DATA PROVIDED:
* * * *

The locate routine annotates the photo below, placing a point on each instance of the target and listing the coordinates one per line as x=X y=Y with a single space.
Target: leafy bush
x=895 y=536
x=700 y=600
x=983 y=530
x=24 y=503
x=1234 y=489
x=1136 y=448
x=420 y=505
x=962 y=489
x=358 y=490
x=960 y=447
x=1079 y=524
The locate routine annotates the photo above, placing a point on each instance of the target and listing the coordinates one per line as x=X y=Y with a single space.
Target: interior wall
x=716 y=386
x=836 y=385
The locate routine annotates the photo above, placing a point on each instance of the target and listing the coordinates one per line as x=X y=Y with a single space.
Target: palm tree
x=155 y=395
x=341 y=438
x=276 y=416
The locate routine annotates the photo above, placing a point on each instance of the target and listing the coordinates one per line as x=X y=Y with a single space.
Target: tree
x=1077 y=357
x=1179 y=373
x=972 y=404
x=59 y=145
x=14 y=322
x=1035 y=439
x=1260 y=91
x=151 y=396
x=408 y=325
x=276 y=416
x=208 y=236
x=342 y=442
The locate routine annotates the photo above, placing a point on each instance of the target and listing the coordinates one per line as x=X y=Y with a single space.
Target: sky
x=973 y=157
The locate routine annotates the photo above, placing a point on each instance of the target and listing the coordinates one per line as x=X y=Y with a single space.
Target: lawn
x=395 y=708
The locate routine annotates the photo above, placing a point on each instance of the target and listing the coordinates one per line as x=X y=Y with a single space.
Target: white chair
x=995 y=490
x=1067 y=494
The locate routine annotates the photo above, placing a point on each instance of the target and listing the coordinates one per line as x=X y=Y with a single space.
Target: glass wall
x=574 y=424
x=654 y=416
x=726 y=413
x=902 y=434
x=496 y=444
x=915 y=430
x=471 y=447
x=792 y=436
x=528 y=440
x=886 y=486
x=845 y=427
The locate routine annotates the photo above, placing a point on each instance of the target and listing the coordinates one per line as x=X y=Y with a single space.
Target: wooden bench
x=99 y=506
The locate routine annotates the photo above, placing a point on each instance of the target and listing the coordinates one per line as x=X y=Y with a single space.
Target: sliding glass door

* * * *

JOB: Type the material above out again, exactly.

ANSWER FOR THIS EXERCISE:
The locate routine annotates the photo below, placing a point on each instance of the target and listing the coordinates one per line as x=X y=Y with a single space.
Target: leafy bush
x=895 y=536
x=700 y=600
x=983 y=530
x=24 y=503
x=1234 y=489
x=1136 y=448
x=420 y=505
x=962 y=489
x=358 y=490
x=960 y=447
x=1079 y=524
The locate routine annotates the photo above, placing a point on each instance of the target and listing the coordinates one per line as x=X y=Y with a single space.
Target: interior wall
x=716 y=386
x=836 y=385
The locate routine annotates the photo above, placing a point on each instance of the target and listing the coordinates one per line as x=X y=Y with a single space.
Target: palm tree
x=155 y=395
x=341 y=438
x=276 y=416
The locate routine annotates the photo above, placing a point on each instance of the target and listing the coordinates one per line as x=X y=Y with a single space.
Target: tree
x=1077 y=357
x=1179 y=373
x=972 y=404
x=59 y=145
x=14 y=322
x=1035 y=439
x=1260 y=91
x=151 y=396
x=408 y=325
x=276 y=416
x=208 y=236
x=342 y=442
The locate routine annotates the photo above, placing a point on each instance of the target and listing the coordinates one per line as x=X y=Y with a single space.
Target: sky
x=973 y=157
The locate routine annotates the photo above, placing a point on each instance of the target and listing the coordinates one per line as x=X y=Y with a single space.
Target: lawn
x=395 y=708
The locate routine annotates the photo above, placing a point on each instance of the target and listing the coordinates one per line as x=X y=Y with a single space.
Target: white chair
x=995 y=490
x=1067 y=494
The locate routine annotates the photo above, placing a point on each instance of the target and listing the coordinates one per line as x=X y=Y with a single space.
Target: glass wall
x=574 y=424
x=654 y=416
x=726 y=413
x=902 y=434
x=496 y=444
x=915 y=430
x=471 y=447
x=792 y=436
x=528 y=440
x=886 y=486
x=845 y=427
The locate routine annotates the photo above, placing a point on each instance of the target and listing the coordinates one per line as x=X y=Y with a single space.
Target: wooden bench
x=99 y=506
The locate routine annotates the photo above, placing a point on each instance of the target and listing the coordinates one per line as x=X y=Y with a single space.
Target: sliding glass door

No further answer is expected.